- [Excerpt]
* Begin *
# Expecting first child...problems with stepson



## SteppingStones (Dec 20, 2010)

I am due with my first child in February. I have a stepson who is 11 - his father and I have been married 4 years and I am his first wife. We tried for 3 years to get pregnant so this is a very exciting time for me. However, my stepson is way less than enthused. He actually can be very hateful and mean when we mention the baby. My sister in law (husband's sis) had a baby 5 months ago and my stepson wants nothing to do with him - mostly ignores him. Which I guess is fairly harmless, but it's not the atmosphere I will want in my home. My stepson has been an only child thus far, so I know it's going to be an adjustment for him. It just really hurts me when he acts so rude/mean/disinterested. Any suggestions??


----------



## turnera (Jan 22, 2010)

I'd first be reading books about blending families. Learn the psychology involved in how kids like him feel, and what would make him feel more included.


----------



## mablenc (Feb 26, 2013)

I ask my son if he wants a brother or a sister he says he wants a dog. He'll get used to the idea, include him in the preparations and let him know he's not getting replaced and that he will always be loved. When the baby comes give him space as well as including him, don't exaggerate in your reactions to him not being excited or being rude. If you need to seek family counseling, but remember to most 11 yearold boys, babies are annoying crying and stinky beings. 
_Posted via Mobile Device_


----------



## Unique Username (Jul 6, 2013)

Make him a part of it. This will be HIS baby sister or brother.
He's probably feeling like time will now be taken away from him.
Will Daddy like this baby more than me?


----------
* End *
- [Provided information]
* Begin *
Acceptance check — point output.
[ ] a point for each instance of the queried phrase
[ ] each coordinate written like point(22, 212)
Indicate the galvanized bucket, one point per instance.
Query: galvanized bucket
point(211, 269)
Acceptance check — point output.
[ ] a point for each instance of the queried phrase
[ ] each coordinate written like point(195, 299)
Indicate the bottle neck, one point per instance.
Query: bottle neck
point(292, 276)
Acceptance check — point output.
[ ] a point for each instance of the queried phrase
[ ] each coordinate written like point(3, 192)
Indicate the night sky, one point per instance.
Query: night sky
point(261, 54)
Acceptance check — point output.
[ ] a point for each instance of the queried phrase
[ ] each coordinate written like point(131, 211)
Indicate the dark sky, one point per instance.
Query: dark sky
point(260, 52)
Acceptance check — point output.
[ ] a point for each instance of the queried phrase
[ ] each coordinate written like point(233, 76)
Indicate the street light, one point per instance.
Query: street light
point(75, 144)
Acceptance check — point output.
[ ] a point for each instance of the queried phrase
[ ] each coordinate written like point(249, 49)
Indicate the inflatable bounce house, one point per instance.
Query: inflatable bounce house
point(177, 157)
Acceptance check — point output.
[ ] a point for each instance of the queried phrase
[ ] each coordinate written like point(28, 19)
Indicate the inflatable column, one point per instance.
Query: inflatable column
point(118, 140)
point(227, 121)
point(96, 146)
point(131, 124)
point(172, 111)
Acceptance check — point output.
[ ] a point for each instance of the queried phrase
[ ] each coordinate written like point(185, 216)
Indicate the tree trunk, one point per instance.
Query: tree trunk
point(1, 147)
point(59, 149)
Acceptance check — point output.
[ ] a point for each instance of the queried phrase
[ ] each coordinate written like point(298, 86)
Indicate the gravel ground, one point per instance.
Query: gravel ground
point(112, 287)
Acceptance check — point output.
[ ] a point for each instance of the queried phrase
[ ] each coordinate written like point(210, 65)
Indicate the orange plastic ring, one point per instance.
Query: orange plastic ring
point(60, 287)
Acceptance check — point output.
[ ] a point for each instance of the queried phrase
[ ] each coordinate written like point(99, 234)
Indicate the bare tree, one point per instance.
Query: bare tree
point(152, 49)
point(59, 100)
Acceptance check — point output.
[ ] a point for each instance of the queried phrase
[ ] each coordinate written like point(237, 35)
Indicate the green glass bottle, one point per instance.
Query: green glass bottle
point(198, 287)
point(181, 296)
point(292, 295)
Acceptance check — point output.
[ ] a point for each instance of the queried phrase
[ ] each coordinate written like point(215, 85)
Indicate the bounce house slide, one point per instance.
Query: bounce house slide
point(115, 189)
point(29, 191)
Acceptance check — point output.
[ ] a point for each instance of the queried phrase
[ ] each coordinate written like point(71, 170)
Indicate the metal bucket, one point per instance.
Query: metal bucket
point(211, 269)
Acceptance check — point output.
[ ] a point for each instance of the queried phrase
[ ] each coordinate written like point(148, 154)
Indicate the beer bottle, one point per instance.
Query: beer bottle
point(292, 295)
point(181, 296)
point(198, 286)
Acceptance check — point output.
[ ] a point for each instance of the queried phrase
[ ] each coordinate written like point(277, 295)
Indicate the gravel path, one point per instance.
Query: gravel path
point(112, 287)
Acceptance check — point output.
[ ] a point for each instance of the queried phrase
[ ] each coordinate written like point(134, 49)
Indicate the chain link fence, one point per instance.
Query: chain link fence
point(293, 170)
* End *
- [Given problem]
Reproduce the forum thread about the stepson word for word, starting at "# Expecting first" and ending at "rude/mean/disinterested. Any suggestions??". Rely only on the forum thread for what follows.

- [Exercise result]
# Expecting first child...problems with stepson



## SteppingStones (Dec 20, 2010)

I am due with my first child in February. I have a stepson who is 11 - his father and I have been married 4 years and I am his first wife. We tried for 3 years to get pregnant so this is a very exciting time for me. However, my stepson is way less than enthused. He actually can be very hateful and mean when we mention the baby. My sister in law (husband's sis) had a baby 5 months ago and my stepson wants nothing to do with him - mostly ignores him. Which I guess is fairly harmless, but it's not the atmosphere I will want in my home. My stepson has been an only child thus far, so I know it's going to be an adjustment for him. It just really hurts me when he acts so rude/mean/disinterested. Any suggestions??